## RECORDS SUPPLIED:
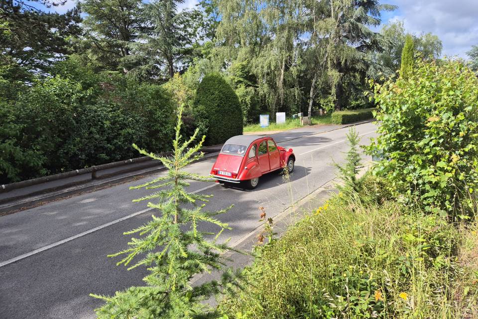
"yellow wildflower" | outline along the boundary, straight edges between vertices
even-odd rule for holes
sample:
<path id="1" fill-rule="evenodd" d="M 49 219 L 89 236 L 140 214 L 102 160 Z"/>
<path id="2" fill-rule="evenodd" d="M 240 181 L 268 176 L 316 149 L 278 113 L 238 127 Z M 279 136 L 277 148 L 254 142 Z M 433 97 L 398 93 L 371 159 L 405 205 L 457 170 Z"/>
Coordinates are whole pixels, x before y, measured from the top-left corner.
<path id="1" fill-rule="evenodd" d="M 379 290 L 375 291 L 375 301 L 379 300 L 383 300 L 383 297 L 382 297 L 382 293 Z"/>
<path id="2" fill-rule="evenodd" d="M 452 162 L 455 163 L 458 161 L 460 160 L 460 156 L 457 155 L 456 154 L 453 154 L 452 155 Z"/>
<path id="3" fill-rule="evenodd" d="M 400 295 L 398 295 L 398 297 L 403 300 L 406 300 L 408 299 L 408 294 L 406 293 L 400 293 Z"/>

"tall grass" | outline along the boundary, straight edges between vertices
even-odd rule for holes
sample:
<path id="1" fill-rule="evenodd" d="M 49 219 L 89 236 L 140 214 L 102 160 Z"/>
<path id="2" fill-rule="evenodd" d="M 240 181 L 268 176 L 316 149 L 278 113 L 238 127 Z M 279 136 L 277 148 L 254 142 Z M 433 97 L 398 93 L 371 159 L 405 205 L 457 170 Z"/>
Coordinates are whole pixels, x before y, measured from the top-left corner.
<path id="1" fill-rule="evenodd" d="M 312 118 L 312 124 L 331 124 L 332 123 L 330 115 L 322 116 L 315 116 Z M 271 122 L 270 125 L 267 127 L 261 128 L 259 124 L 250 124 L 244 127 L 243 132 L 267 132 L 269 131 L 285 131 L 301 127 L 300 120 L 299 119 L 287 119 L 285 123 L 281 124 L 277 124 Z"/>
<path id="2" fill-rule="evenodd" d="M 220 309 L 243 319 L 478 318 L 476 223 L 450 224 L 365 184 L 259 250 Z"/>

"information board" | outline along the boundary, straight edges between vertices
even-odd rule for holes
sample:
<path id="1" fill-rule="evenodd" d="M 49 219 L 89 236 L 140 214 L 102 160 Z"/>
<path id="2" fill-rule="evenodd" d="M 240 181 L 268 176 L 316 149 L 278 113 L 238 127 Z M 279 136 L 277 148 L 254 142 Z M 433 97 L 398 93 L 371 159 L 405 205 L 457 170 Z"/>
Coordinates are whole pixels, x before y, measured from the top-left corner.
<path id="1" fill-rule="evenodd" d="M 277 124 L 285 123 L 285 112 L 280 112 L 275 114 L 275 123 Z"/>
<path id="2" fill-rule="evenodd" d="M 259 116 L 259 123 L 260 127 L 265 128 L 269 126 L 269 114 L 261 114 Z"/>

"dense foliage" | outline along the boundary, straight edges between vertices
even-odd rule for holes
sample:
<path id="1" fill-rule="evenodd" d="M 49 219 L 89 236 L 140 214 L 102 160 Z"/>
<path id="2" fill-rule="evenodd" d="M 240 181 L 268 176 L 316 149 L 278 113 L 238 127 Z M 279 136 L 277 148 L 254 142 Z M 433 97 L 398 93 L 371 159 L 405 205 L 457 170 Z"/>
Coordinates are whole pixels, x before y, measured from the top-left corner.
<path id="1" fill-rule="evenodd" d="M 0 182 L 131 158 L 133 143 L 167 150 L 173 108 L 165 90 L 89 72 L 73 58 L 57 71 L 0 102 Z"/>
<path id="2" fill-rule="evenodd" d="M 349 111 L 337 111 L 332 113 L 332 123 L 335 124 L 348 124 L 359 121 L 373 118 L 375 109 L 361 109 Z"/>
<path id="3" fill-rule="evenodd" d="M 400 67 L 400 76 L 406 79 L 413 72 L 415 62 L 414 44 L 412 36 L 407 34 L 405 38 L 405 45 L 402 50 L 402 63 Z"/>
<path id="4" fill-rule="evenodd" d="M 219 243 L 218 238 L 228 224 L 217 219 L 217 215 L 228 209 L 219 211 L 206 211 L 202 204 L 212 195 L 188 192 L 188 181 L 206 181 L 207 176 L 190 173 L 184 168 L 203 157 L 199 153 L 205 136 L 192 146 L 198 134 L 196 130 L 189 139 L 181 136 L 182 108 L 178 114 L 175 138 L 173 141 L 173 154 L 171 157 L 160 157 L 135 148 L 143 155 L 160 160 L 168 168 L 163 176 L 132 189 L 160 188 L 160 190 L 133 201 L 148 201 L 147 206 L 158 210 L 160 215 L 152 215 L 152 220 L 125 235 L 137 234 L 124 250 L 110 255 L 124 256 L 118 263 L 128 266 L 128 270 L 138 267 L 146 268 L 150 274 L 143 280 L 148 286 L 130 287 L 117 292 L 113 297 L 92 295 L 106 302 L 96 310 L 99 318 L 217 318 L 213 310 L 201 302 L 219 293 L 235 279 L 231 273 L 225 273 L 220 282 L 217 281 L 192 285 L 194 276 L 222 268 L 225 260 L 221 253 L 229 249 L 227 243 Z M 231 207 L 230 207 L 230 208 Z M 210 232 L 201 230 L 207 223 L 217 230 L 213 239 L 206 236 Z M 139 260 L 138 258 L 141 258 Z"/>
<path id="5" fill-rule="evenodd" d="M 374 86 L 381 121 L 368 151 L 403 200 L 451 216 L 476 208 L 478 79 L 459 61 L 418 60 L 408 78 Z"/>
<path id="6" fill-rule="evenodd" d="M 227 318 L 473 318 L 478 265 L 466 262 L 476 225 L 456 227 L 363 182 L 256 251 L 244 289 L 220 305 Z"/>
<path id="7" fill-rule="evenodd" d="M 400 69 L 402 51 L 405 46 L 407 36 L 412 37 L 415 50 L 423 58 L 436 59 L 440 58 L 443 45 L 436 35 L 430 32 L 422 32 L 418 35 L 407 33 L 403 21 L 390 22 L 384 25 L 380 33 L 386 39 L 383 50 L 372 55 L 376 64 L 370 70 L 371 76 L 379 78 L 382 75 L 394 75 Z M 380 72 L 379 74 L 377 72 Z"/>
<path id="8" fill-rule="evenodd" d="M 206 143 L 218 144 L 242 134 L 242 111 L 231 85 L 219 73 L 203 79 L 193 106 L 200 132 L 207 134 Z"/>

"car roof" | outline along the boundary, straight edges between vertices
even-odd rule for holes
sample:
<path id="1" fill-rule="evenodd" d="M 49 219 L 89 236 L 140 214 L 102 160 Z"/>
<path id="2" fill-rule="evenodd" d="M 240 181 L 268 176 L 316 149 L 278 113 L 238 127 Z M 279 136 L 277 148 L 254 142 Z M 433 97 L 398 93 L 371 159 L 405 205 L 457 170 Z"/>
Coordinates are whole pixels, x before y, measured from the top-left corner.
<path id="1" fill-rule="evenodd" d="M 260 135 L 237 135 L 226 141 L 224 144 L 237 144 L 238 145 L 249 146 L 254 141 L 266 138 L 272 138 L 268 136 L 260 136 Z"/>

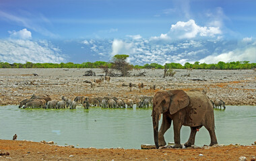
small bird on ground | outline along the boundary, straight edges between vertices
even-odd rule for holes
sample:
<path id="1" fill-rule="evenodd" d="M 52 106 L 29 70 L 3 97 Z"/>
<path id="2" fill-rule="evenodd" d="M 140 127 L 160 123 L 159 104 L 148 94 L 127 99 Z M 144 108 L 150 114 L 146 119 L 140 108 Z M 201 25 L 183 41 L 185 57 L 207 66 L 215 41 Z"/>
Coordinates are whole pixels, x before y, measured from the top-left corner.
<path id="1" fill-rule="evenodd" d="M 13 137 L 12 138 L 12 140 L 17 140 L 17 135 L 16 135 L 16 133 L 13 136 Z"/>

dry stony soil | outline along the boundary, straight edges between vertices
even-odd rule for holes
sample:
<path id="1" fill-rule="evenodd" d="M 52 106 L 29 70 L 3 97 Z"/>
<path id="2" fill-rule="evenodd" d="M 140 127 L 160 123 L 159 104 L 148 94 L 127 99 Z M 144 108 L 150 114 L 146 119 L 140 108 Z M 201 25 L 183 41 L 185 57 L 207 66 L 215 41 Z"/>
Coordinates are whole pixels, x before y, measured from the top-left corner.
<path id="1" fill-rule="evenodd" d="M 220 99 L 228 105 L 256 105 L 256 72 L 253 70 L 174 70 L 174 76 L 165 78 L 163 70 L 133 70 L 131 76 L 111 77 L 110 83 L 97 85 L 94 91 L 86 81 L 99 78 L 104 73 L 100 69 L 92 69 L 96 76 L 83 76 L 88 70 L 1 68 L 0 105 L 18 105 L 33 94 L 47 94 L 59 100 L 63 95 L 73 99 L 79 95 L 107 95 L 135 100 L 140 95 L 154 96 L 164 88 L 203 89 L 211 99 Z M 143 72 L 146 76 L 134 76 Z M 123 85 L 141 82 L 146 85 L 141 93 L 137 87 L 129 91 Z M 150 85 L 156 85 L 156 89 L 150 91 Z M 0 140 L 0 160 L 238 160 L 241 156 L 255 160 L 255 146 L 229 145 L 198 149 L 86 149 Z"/>

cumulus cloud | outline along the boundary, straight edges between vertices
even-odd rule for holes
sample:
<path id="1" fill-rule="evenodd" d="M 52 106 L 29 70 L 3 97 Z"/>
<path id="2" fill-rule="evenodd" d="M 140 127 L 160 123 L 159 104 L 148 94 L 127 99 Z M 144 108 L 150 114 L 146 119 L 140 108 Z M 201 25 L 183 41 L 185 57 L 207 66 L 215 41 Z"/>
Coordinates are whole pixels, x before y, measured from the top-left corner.
<path id="1" fill-rule="evenodd" d="M 116 54 L 130 54 L 133 53 L 133 43 L 125 42 L 121 40 L 114 40 L 112 44 L 112 56 Z"/>
<path id="2" fill-rule="evenodd" d="M 245 38 L 243 39 L 243 42 L 251 42 L 253 40 L 253 38 Z"/>
<path id="3" fill-rule="evenodd" d="M 20 39 L 30 39 L 32 38 L 32 34 L 30 31 L 28 31 L 26 28 L 22 29 L 18 32 L 15 30 L 8 32 L 10 34 L 11 38 L 20 38 Z"/>
<path id="4" fill-rule="evenodd" d="M 0 40 L 0 60 L 9 63 L 65 62 L 61 50 L 46 40 L 32 41 L 30 31 L 9 32 L 11 39 Z"/>
<path id="5" fill-rule="evenodd" d="M 60 63 L 65 59 L 60 50 L 46 41 L 28 40 L 0 40 L 0 60 L 9 63 Z"/>
<path id="6" fill-rule="evenodd" d="M 133 40 L 139 40 L 139 39 L 142 38 L 141 36 L 140 35 L 134 35 L 134 36 L 128 35 L 127 37 L 131 38 Z"/>
<path id="7" fill-rule="evenodd" d="M 228 62 L 236 61 L 250 61 L 256 62 L 256 47 L 251 46 L 243 49 L 235 49 L 232 51 L 210 55 L 199 60 L 207 64 L 218 63 L 220 61 Z"/>
<path id="8" fill-rule="evenodd" d="M 190 39 L 198 36 L 214 37 L 221 33 L 218 27 L 201 27 L 193 19 L 190 19 L 187 22 L 178 21 L 172 25 L 168 34 L 178 39 Z"/>
<path id="9" fill-rule="evenodd" d="M 215 38 L 222 34 L 220 27 L 200 26 L 193 19 L 185 21 L 178 21 L 172 24 L 170 31 L 162 34 L 160 36 L 151 38 L 151 40 L 177 40 L 193 39 L 197 38 Z"/>

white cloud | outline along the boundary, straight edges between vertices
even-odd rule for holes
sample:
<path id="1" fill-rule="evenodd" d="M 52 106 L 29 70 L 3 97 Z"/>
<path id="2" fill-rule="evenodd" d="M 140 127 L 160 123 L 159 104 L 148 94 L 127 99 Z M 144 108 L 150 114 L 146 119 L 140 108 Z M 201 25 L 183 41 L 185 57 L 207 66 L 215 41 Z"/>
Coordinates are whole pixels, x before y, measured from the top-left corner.
<path id="1" fill-rule="evenodd" d="M 142 38 L 141 36 L 140 35 L 134 35 L 134 36 L 128 35 L 127 37 L 131 38 L 133 40 L 139 40 L 139 39 Z"/>
<path id="2" fill-rule="evenodd" d="M 256 47 L 251 46 L 244 49 L 235 49 L 232 51 L 224 52 L 220 54 L 213 54 L 201 59 L 199 62 L 207 64 L 216 64 L 220 61 L 228 62 L 236 61 L 250 61 L 256 62 Z"/>
<path id="3" fill-rule="evenodd" d="M 32 30 L 36 32 L 42 34 L 46 36 L 57 38 L 59 36 L 49 31 L 44 26 L 51 24 L 51 22 L 42 14 L 36 15 L 34 13 L 26 14 L 23 16 L 23 13 L 19 13 L 19 15 L 14 15 L 10 13 L 0 11 L 0 18 L 7 21 L 14 22 L 19 25 Z M 36 21 L 33 21 L 36 19 Z"/>
<path id="4" fill-rule="evenodd" d="M 121 40 L 114 40 L 112 44 L 112 56 L 116 54 L 129 54 L 133 53 L 133 43 L 127 43 Z"/>
<path id="5" fill-rule="evenodd" d="M 193 19 L 187 22 L 178 21 L 172 25 L 168 35 L 172 38 L 191 39 L 196 36 L 214 37 L 222 32 L 219 27 L 201 27 L 197 25 Z"/>
<path id="6" fill-rule="evenodd" d="M 150 40 L 186 40 L 197 38 L 215 38 L 222 34 L 220 27 L 197 25 L 193 19 L 185 21 L 178 21 L 172 24 L 170 31 L 162 34 L 160 36 L 152 37 Z"/>
<path id="7" fill-rule="evenodd" d="M 243 42 L 251 42 L 253 40 L 253 38 L 245 38 L 243 39 Z"/>
<path id="8" fill-rule="evenodd" d="M 65 62 L 61 50 L 48 41 L 32 41 L 31 32 L 26 29 L 11 32 L 10 36 L 20 39 L 0 40 L 0 60 L 9 63 Z"/>
<path id="9" fill-rule="evenodd" d="M 22 29 L 18 32 L 12 31 L 8 32 L 10 34 L 11 38 L 20 38 L 20 39 L 30 39 L 32 38 L 32 34 L 30 31 L 28 31 L 26 28 Z"/>
<path id="10" fill-rule="evenodd" d="M 82 41 L 82 43 L 86 45 L 88 45 L 90 44 L 89 42 L 87 41 L 86 40 Z"/>

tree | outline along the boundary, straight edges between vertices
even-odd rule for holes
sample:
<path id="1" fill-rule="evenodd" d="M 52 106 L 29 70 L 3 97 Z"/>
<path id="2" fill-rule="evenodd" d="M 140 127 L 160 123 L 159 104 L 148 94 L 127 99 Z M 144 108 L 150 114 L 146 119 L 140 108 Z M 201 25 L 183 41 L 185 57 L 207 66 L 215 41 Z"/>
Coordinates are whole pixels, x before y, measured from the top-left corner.
<path id="1" fill-rule="evenodd" d="M 112 68 L 119 70 L 122 73 L 123 76 L 126 76 L 129 74 L 129 70 L 132 69 L 131 65 L 127 62 L 129 55 L 117 54 L 113 57 Z"/>

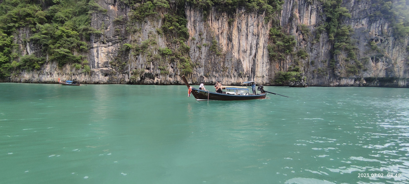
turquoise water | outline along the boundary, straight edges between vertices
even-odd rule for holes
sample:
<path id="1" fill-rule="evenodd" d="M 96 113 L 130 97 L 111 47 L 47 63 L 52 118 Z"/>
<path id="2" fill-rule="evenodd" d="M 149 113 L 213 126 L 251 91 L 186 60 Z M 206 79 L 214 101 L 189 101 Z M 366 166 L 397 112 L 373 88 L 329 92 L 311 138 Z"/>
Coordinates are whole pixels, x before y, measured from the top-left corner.
<path id="1" fill-rule="evenodd" d="M 265 88 L 0 83 L 0 183 L 409 182 L 409 89 Z"/>

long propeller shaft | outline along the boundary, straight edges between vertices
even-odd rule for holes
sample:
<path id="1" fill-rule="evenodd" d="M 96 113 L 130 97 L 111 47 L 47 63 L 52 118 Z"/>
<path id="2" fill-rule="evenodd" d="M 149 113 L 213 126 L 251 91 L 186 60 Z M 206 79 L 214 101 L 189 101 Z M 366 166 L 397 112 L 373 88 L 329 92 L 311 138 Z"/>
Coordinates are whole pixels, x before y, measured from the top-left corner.
<path id="1" fill-rule="evenodd" d="M 282 94 L 277 94 L 277 93 L 273 93 L 273 92 L 269 92 L 269 91 L 266 91 L 266 90 L 263 90 L 263 91 L 261 91 L 261 90 L 258 90 L 258 91 L 261 91 L 261 92 L 266 92 L 266 93 L 271 93 L 271 94 L 278 94 L 278 95 L 280 95 L 280 96 L 285 96 L 285 97 L 287 97 L 287 98 L 290 98 L 290 97 L 289 97 L 288 96 L 284 96 L 284 95 L 282 95 Z"/>

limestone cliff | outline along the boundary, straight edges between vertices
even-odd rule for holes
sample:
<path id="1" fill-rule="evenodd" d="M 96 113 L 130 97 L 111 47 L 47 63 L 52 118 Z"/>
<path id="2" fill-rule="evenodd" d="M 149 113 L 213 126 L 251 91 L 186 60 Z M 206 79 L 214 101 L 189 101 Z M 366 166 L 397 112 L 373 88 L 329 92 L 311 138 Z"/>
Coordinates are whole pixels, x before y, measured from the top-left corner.
<path id="1" fill-rule="evenodd" d="M 387 20 L 371 18 L 369 15 L 374 10 L 371 1 L 351 0 L 342 4 L 351 16 L 342 18 L 340 22 L 351 26 L 356 60 L 362 64 L 349 73 L 347 54 L 334 54 L 328 33 L 317 31 L 326 18 L 321 1 L 286 0 L 281 12 L 268 22 L 264 14 L 244 8 L 227 13 L 213 7 L 204 13 L 187 2 L 184 9 L 189 38 L 177 41 L 161 30 L 167 10 L 134 22 L 131 26 L 134 31 L 130 31 L 127 21 L 131 8 L 115 0 L 97 2 L 108 11 L 92 16 L 92 26 L 102 34 L 92 35 L 88 43 L 90 72 L 70 65 L 59 67 L 47 59 L 40 70 L 16 72 L 3 81 L 55 83 L 58 78 L 76 78 L 86 83 L 182 84 L 180 77 L 185 74 L 192 83 L 221 81 L 226 85 L 241 84 L 254 80 L 274 85 L 277 72 L 297 66 L 309 86 L 409 87 L 406 49 L 409 39 L 394 36 Z M 171 10 L 181 8 L 172 1 L 170 4 Z M 268 46 L 274 43 L 269 31 L 277 22 L 283 31 L 295 36 L 294 51 L 305 50 L 308 56 L 293 54 L 284 59 L 272 58 Z M 41 52 L 32 42 L 23 41 L 29 40 L 31 34 L 21 27 L 16 35 L 22 54 Z M 126 44 L 146 47 L 137 52 Z M 168 48 L 174 54 L 186 49 L 187 55 L 180 51 L 181 56 L 175 58 L 161 52 Z M 188 67 L 184 64 L 186 62 L 191 63 L 191 71 L 184 70 Z"/>

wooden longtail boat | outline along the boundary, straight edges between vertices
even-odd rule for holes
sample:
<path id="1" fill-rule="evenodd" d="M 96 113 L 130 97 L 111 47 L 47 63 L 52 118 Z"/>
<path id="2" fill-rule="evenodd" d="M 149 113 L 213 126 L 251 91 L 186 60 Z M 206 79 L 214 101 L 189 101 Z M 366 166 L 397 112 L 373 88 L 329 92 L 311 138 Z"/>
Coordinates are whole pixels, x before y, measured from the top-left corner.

## SHORT TASK:
Format the part that opens with the line containing "dry stony soil" and closes with the line containing "220 99 L 228", both included, as a numbered list with blank lines left out.

## SOLUTION BELOW:
1. dry stony soil | outline along the boundary, straight edges between vertices
2. even-odd rule for holes
3. sample:
4. <path id="1" fill-rule="evenodd" d="M 52 106 L 29 70 L 3 97 Z"/>
5. <path id="2" fill-rule="evenodd" d="M 140 127 L 160 123 L 159 104 L 148 94 L 127 99 Z M 144 108 L 150 114 L 146 119 L 140 108 Z M 201 25 L 183 41 L 185 57 L 207 66 L 215 41 Z"/>
6. Coordinates are whole pixels, x before y, measured from the top-left corner.
7. <path id="1" fill-rule="evenodd" d="M 220 99 L 228 105 L 256 105 L 256 72 L 253 70 L 174 70 L 174 76 L 165 78 L 163 70 L 133 70 L 131 76 L 111 77 L 110 83 L 97 85 L 94 91 L 86 81 L 99 78 L 104 73 L 100 69 L 92 69 L 96 76 L 83 76 L 88 70 L 1 68 L 0 105 L 18 105 L 33 94 L 47 94 L 59 100 L 63 95 L 73 99 L 79 95 L 107 95 L 135 100 L 140 95 L 154 96 L 164 88 L 203 89 L 211 99 Z M 143 72 L 146 76 L 134 76 Z M 123 85 L 141 82 L 146 85 L 141 93 L 137 87 L 129 91 Z M 150 85 L 156 85 L 156 89 L 150 91 Z M 0 140 L 0 160 L 238 160 L 241 156 L 255 160 L 255 146 L 229 145 L 198 149 L 86 149 Z"/>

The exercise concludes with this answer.